Stored data entries
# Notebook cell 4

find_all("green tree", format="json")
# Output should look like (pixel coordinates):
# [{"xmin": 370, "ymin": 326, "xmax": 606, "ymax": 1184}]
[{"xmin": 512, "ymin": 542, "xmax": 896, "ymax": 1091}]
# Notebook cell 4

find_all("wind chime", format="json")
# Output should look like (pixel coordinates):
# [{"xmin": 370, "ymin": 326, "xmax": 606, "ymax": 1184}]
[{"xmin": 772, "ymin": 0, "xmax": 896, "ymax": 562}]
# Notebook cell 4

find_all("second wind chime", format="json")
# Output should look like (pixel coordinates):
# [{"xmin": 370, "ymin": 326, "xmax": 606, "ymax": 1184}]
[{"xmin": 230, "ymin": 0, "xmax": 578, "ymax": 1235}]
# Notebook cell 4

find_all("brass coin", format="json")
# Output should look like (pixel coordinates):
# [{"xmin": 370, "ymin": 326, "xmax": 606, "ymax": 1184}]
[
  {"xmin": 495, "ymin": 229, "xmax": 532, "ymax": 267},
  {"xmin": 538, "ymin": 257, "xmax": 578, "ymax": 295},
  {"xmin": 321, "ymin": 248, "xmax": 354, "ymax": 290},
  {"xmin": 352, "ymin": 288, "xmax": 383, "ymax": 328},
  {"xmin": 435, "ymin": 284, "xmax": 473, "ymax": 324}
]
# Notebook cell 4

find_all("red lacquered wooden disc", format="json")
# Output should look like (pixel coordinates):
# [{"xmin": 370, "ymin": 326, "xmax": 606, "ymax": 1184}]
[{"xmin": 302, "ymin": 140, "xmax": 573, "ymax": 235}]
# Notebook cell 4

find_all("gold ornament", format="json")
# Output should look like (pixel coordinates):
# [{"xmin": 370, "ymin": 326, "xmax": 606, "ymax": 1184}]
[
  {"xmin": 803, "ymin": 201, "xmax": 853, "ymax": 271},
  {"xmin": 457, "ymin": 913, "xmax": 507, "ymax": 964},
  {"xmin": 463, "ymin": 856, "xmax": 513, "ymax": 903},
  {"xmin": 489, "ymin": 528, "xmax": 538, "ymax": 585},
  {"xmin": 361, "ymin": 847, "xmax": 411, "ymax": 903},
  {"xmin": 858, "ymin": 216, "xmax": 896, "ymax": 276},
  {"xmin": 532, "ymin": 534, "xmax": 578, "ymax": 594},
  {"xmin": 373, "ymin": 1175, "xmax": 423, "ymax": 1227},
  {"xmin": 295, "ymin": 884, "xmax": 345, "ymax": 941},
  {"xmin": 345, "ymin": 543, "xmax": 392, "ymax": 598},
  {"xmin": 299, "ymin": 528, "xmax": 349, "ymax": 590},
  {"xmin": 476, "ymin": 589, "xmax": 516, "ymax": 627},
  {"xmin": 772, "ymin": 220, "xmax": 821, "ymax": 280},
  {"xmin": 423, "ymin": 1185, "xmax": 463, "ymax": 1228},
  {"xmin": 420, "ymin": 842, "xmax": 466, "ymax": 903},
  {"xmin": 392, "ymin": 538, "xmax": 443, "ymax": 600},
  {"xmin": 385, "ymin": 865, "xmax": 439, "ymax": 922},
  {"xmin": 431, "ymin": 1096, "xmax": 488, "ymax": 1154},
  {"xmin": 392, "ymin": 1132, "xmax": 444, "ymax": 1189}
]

The exercise: Pull out every line of the records that contains the string "format", treating uppercase and lowercase letters as different.

Solution to the problem:
find_all("green tree", format="json")
find_all("wind chime", format="json")
find_all("second wind chime", format="json")
find_all("brass coin", format="json")
find_all("red lacquered wooden disc", format="json")
find_all("gold ornament", format="json")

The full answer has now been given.